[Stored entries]
▽

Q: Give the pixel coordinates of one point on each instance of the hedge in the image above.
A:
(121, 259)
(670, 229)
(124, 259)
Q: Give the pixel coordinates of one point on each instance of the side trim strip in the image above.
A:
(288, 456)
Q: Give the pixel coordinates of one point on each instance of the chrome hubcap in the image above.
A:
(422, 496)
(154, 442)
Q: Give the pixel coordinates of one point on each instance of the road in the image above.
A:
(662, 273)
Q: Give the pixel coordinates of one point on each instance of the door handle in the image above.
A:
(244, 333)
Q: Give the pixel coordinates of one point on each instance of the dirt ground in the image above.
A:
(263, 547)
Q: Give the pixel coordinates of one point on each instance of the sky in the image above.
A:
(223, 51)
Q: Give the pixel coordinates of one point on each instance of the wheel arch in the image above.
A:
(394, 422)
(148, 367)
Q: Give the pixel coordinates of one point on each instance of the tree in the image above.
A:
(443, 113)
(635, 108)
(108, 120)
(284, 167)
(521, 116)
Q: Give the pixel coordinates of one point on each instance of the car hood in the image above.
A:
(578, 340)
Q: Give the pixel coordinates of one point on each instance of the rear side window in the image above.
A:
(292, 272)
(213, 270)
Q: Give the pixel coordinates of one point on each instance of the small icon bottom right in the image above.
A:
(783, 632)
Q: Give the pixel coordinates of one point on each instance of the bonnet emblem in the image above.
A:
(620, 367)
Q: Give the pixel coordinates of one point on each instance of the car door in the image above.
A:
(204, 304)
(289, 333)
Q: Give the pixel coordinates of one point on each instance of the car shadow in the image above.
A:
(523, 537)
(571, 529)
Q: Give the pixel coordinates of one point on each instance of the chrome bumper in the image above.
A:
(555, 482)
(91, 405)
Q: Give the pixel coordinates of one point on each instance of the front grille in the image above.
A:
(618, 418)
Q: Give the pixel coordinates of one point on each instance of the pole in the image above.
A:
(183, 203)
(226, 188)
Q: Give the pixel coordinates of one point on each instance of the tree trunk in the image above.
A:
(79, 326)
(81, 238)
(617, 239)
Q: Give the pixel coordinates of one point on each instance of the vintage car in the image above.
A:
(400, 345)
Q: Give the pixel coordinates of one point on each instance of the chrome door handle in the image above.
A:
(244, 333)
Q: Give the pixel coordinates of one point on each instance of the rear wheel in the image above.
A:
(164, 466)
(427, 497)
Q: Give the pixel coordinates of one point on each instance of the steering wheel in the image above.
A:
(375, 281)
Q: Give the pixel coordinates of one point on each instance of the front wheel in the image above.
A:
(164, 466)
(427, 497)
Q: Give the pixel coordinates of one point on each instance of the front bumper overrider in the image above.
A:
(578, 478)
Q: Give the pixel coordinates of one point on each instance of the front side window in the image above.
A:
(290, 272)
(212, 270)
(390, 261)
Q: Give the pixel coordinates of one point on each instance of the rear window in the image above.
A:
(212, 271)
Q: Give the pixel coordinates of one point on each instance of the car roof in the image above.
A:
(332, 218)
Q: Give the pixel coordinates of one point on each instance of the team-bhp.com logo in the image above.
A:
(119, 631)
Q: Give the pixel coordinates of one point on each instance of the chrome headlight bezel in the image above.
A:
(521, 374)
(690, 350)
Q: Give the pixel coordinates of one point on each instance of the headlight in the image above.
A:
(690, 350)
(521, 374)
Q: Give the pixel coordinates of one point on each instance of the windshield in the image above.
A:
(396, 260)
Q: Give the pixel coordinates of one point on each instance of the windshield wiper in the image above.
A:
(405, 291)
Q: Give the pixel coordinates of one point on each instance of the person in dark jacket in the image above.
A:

△

Directions for this task:
All records shown above must be set down again verbatim.

Answer below:
Q: Give the pixel coordinates of one point on each instance of the hedge in the image above.
A:
(121, 259)
(670, 229)
(124, 259)
Q: Give the pixel coordinates of one point on each instance of the side trim strip in the image above.
A:
(288, 456)
Q: Give the pixel coordinates of one point on each instance of the chrome hubcap in the image above.
A:
(422, 496)
(154, 442)
Q: Give the pixel coordinates of one point on each instance of the road in the image above.
A:
(662, 273)
Q: Give the pixel coordinates of one point on each instance of the door handle in the image above.
A:
(244, 333)
Q: Give the pixel coordinates of one point on each instance of the dirt ground in the image above.
A:
(263, 547)
Q: Give the pixel coordinates of one point on each instance of the sky in the image above.
A:
(223, 51)
Q: Give the pixel coordinates of one point on each instance of the wheel arch in the image above.
A:
(394, 422)
(148, 367)
Q: Give the pixel coordinates of one point on each instance of the tree in the image above.
A:
(443, 113)
(635, 108)
(108, 120)
(284, 167)
(521, 116)
Q: Give the pixel coordinates of one point on each instance of the car hood in the image above.
A:
(578, 340)
Q: Give the pixel coordinates of one point on each instance of the rear side window in the image above.
A:
(292, 272)
(213, 270)
Q: Give the pixel coordinates of one point on each instance of the small icon bottom right in the image above.
A:
(783, 632)
Q: Give the pixel coordinates of one point on each instance of the bonnet emblem in the image above.
A:
(620, 367)
Q: Give the pixel coordinates of one point on each instance of the car door in the image above.
A:
(204, 304)
(289, 333)
Q: Give the pixel coordinates of one point on each instance of the car shadow in the image above.
A:
(523, 537)
(571, 529)
Q: Give the pixel coordinates of one point on each instance of the chrome bumper in the image above.
A:
(555, 482)
(91, 405)
Q: Give the pixel coordinates of one point on each instance of the front grille in the image above.
A:
(618, 418)
Q: Give the pixel coordinates of one point on each instance of the pole in the image above.
A:
(183, 203)
(226, 188)
Q: Give the pixel coordinates of one point on each instance of the tree trunk in the image above.
A:
(79, 326)
(81, 238)
(617, 239)
Q: Give the pixel coordinates of one point on each instance of the vintage car in the image above.
A:
(400, 345)
Q: Give the pixel coordinates of one point on each instance of the chrome door handle in the image above.
A:
(244, 333)
Q: Give the pixel coordinates of one point on each instance of the rear wheel in the image above.
A:
(164, 466)
(427, 497)
Q: Give the pixel coordinates of one point on each instance of the steering wheel in the image above.
A:
(375, 281)
Q: Give the pixel coordinates of one point on each instance of the front wheel in the image above.
A:
(164, 466)
(427, 497)
Q: Give the pixel coordinates of one point on each instance of the front bumper overrider in the image above.
A:
(578, 478)
Q: Give the pixel coordinates of one point on each instance of the front side window in the image above.
A:
(290, 272)
(212, 270)
(390, 261)
Q: Give the pixel coordinates of one point on each instance of the rear window in the image above.
A:
(212, 271)
Q: Give the pixel coordinates of one point on each instance of the car roof in the image above.
A:
(332, 218)
Q: Give the pixel coordinates of one point on each instance of the team-bhp.com logo in the image above.
A:
(119, 631)
Q: Give the pixel coordinates of one point on each instance of the chrome headlight bezel in the image above.
A:
(521, 374)
(690, 350)
Q: Give the pixel coordinates of one point on each instance of the headlight in the image above.
A:
(690, 350)
(521, 374)
Q: Give the pixel coordinates of one point on each instance of the windshield in the image above.
A:
(396, 260)
Q: Give the pixel coordinates of one point on each instance of the windshield wiper in the image above.
A:
(405, 291)
Q: Give the pixel coordinates of one point on each instance of the person in dark jacket in the image above.
A:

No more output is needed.